### [WHAT TO PRODUCE]
From the line that includes "Look at the photo above. For every instance of the cobblestone" to the last line of the data, quote each line precisely; both boundary lines belong in the answer.

(Image point grounding data)
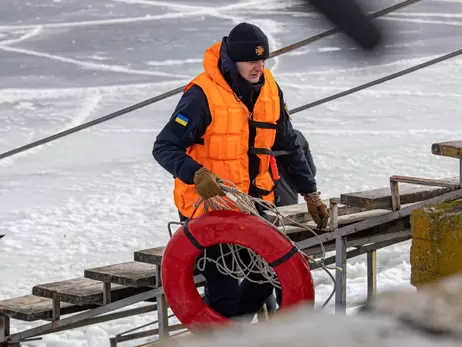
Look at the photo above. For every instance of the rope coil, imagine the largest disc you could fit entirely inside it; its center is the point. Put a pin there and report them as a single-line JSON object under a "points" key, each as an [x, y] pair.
{"points": [[252, 263]]}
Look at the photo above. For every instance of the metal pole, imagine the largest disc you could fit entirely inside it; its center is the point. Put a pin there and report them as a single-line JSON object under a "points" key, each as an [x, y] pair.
{"points": [[340, 274]]}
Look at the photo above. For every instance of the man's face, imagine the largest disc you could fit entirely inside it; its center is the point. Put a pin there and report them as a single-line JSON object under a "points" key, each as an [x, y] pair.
{"points": [[251, 70]]}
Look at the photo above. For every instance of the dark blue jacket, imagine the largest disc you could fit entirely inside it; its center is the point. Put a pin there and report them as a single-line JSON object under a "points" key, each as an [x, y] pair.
{"points": [[286, 193], [173, 140]]}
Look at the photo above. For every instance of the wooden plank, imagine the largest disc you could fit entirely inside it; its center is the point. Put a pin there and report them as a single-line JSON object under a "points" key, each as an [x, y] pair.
{"points": [[451, 149], [31, 308], [83, 291], [130, 274], [381, 198], [150, 256], [299, 212]]}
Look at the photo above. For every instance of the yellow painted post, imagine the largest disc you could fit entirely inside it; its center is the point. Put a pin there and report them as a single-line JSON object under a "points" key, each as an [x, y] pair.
{"points": [[436, 249]]}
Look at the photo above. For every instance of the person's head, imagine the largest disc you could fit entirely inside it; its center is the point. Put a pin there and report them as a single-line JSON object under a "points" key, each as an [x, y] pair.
{"points": [[248, 48]]}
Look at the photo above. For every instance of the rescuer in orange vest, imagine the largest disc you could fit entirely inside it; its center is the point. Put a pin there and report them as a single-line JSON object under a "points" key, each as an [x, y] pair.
{"points": [[232, 122]]}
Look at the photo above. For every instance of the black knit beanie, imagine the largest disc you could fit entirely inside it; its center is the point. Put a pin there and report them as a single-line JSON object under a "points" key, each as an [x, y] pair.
{"points": [[246, 42]]}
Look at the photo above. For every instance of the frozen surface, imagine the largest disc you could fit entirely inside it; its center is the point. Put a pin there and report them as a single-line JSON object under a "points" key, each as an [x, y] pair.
{"points": [[94, 197]]}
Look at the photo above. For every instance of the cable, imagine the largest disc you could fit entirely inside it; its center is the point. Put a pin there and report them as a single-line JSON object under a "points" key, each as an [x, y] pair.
{"points": [[180, 89]]}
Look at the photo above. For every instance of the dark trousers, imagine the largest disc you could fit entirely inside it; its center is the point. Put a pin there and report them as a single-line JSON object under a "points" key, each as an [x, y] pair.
{"points": [[229, 296]]}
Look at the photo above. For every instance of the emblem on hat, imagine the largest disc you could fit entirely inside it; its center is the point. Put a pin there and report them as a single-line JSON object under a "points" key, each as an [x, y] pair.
{"points": [[259, 50]]}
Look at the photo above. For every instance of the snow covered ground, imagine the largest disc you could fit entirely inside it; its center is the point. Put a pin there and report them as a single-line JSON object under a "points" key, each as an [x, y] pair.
{"points": [[95, 197]]}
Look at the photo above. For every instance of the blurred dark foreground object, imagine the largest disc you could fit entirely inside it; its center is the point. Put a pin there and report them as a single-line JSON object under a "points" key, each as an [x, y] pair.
{"points": [[348, 16]]}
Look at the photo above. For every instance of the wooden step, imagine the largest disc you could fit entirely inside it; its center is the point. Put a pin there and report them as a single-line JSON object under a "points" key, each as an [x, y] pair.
{"points": [[83, 291], [32, 308], [150, 256], [451, 149], [131, 274], [381, 198], [299, 213]]}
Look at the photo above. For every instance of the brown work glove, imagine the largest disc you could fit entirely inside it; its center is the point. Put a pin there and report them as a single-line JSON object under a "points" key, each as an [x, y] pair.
{"points": [[317, 209], [206, 184]]}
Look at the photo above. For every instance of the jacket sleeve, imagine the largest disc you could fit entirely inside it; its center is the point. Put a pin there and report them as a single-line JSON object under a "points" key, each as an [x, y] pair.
{"points": [[295, 162], [185, 128], [306, 149]]}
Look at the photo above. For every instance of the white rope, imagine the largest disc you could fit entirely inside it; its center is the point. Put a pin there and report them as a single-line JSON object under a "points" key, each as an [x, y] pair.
{"points": [[239, 268]]}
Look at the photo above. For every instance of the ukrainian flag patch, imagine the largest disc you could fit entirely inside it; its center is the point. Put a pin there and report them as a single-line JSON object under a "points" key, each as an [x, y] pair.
{"points": [[182, 120]]}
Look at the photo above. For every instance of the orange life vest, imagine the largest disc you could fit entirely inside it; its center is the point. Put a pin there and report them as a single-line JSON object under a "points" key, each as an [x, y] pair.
{"points": [[225, 148]]}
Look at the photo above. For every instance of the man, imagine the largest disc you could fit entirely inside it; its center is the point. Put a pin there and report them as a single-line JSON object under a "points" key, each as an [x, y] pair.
{"points": [[286, 193], [229, 123]]}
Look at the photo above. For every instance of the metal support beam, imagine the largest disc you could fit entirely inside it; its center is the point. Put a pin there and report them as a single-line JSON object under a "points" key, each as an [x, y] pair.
{"points": [[362, 250], [395, 198], [379, 220], [445, 183], [106, 293], [162, 308], [142, 334], [333, 211], [4, 328], [63, 324], [340, 274], [55, 310], [460, 172], [371, 274]]}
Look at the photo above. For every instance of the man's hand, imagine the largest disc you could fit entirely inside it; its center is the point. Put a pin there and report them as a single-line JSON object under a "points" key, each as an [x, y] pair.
{"points": [[317, 209], [206, 184]]}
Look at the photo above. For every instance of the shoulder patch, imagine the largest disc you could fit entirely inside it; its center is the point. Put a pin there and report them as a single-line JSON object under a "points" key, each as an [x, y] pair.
{"points": [[287, 111], [180, 119]]}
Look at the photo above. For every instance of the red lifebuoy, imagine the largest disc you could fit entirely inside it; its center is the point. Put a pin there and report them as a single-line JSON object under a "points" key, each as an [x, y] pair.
{"points": [[232, 227]]}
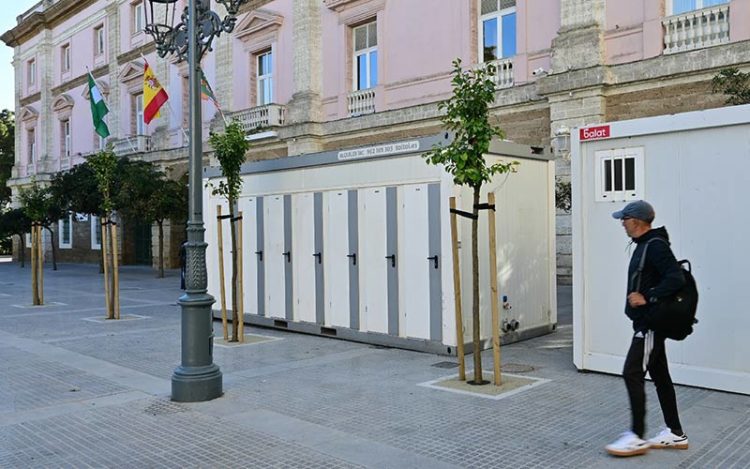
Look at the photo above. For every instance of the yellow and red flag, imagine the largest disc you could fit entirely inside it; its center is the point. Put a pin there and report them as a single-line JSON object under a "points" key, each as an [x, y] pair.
{"points": [[153, 95]]}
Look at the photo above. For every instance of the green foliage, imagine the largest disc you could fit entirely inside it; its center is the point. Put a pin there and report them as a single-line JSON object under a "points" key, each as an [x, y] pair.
{"points": [[12, 222], [77, 190], [467, 116], [147, 195], [104, 165], [7, 152], [230, 147], [39, 205], [733, 83], [562, 195]]}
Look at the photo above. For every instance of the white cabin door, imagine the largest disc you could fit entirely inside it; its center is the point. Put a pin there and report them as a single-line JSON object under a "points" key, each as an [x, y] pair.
{"points": [[374, 264], [274, 258], [303, 248], [249, 209], [336, 260], [413, 265]]}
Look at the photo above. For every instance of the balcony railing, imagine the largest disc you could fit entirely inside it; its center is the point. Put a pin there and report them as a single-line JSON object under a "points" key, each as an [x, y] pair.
{"points": [[503, 77], [132, 144], [260, 117], [696, 29], [361, 102]]}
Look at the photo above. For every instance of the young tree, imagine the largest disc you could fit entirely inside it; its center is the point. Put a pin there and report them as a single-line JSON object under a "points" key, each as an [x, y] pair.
{"points": [[230, 148], [733, 83], [7, 153], [147, 195], [15, 222], [43, 208], [104, 167], [467, 116]]}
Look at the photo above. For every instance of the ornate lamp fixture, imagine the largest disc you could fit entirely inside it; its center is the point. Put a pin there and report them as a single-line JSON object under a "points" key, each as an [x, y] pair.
{"points": [[197, 378], [173, 38]]}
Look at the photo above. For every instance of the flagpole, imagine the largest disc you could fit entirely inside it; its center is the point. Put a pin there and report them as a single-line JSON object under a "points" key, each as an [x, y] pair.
{"points": [[169, 104]]}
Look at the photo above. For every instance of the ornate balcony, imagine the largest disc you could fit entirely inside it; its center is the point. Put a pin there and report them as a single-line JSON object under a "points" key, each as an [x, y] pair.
{"points": [[260, 117], [503, 72], [361, 102], [696, 29], [132, 144]]}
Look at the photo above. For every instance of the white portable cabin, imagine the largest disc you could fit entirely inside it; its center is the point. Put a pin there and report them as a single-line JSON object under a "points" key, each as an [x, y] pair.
{"points": [[695, 169], [356, 244]]}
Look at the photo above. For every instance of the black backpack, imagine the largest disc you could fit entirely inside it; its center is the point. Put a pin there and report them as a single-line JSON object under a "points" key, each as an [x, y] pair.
{"points": [[674, 316]]}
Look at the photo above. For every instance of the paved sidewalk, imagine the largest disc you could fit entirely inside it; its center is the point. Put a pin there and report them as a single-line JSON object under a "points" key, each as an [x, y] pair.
{"points": [[76, 391]]}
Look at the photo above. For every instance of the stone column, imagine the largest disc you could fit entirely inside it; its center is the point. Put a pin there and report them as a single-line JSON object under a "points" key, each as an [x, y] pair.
{"points": [[305, 106], [46, 75], [113, 50], [576, 94]]}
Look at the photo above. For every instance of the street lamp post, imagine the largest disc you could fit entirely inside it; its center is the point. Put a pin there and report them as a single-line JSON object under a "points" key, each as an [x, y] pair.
{"points": [[197, 378]]}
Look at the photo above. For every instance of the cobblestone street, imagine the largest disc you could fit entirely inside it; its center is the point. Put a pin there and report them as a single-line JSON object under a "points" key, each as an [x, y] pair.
{"points": [[78, 391]]}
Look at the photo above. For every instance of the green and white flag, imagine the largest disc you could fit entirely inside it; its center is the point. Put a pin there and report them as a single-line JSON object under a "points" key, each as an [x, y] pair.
{"points": [[98, 108]]}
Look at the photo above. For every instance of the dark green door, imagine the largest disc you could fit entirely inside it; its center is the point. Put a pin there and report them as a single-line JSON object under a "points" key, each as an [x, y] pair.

### [ANSWER FOR THIS EXERCISE]
Look at the photo above. For every instance of the cobblestone street, imagine the largest disc you could fit entirely inside it; its center is the point. Put a pin there and report them as a single-line JSON object under a "points" key, each as an [x, y] pair.
{"points": [[78, 391]]}
Look at the photo above. For every instance of the green and white flag, imagine the largest disc you could fit entirely inside it; its center is the point. Put a pin there and report them as a single-line JSON object under a "points" key, each as an [x, y] pair.
{"points": [[98, 108]]}
Look at the photo above. For every instance of the dark green door, imagine the largest disc you could fit entirely inside it; its center is the point. Put a pin there and report them as a single-line JSON object under a "points" key, each as an [x, y] pair.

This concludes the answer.